Point placement records:

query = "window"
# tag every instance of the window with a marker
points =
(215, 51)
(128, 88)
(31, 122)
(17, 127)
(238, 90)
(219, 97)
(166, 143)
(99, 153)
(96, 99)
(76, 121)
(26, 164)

TASK BRIEF: Recast the rows above as a numbered list, leaving out any blank lines.

THE SOLUTION:
1. query = "window"
2. # tag every instance of the window with a marker
3. points =
4. (215, 51)
5. (128, 88)
6. (31, 122)
7. (17, 127)
8. (238, 90)
9. (219, 97)
10. (166, 143)
11. (99, 153)
12. (96, 99)
13. (76, 121)
14. (26, 164)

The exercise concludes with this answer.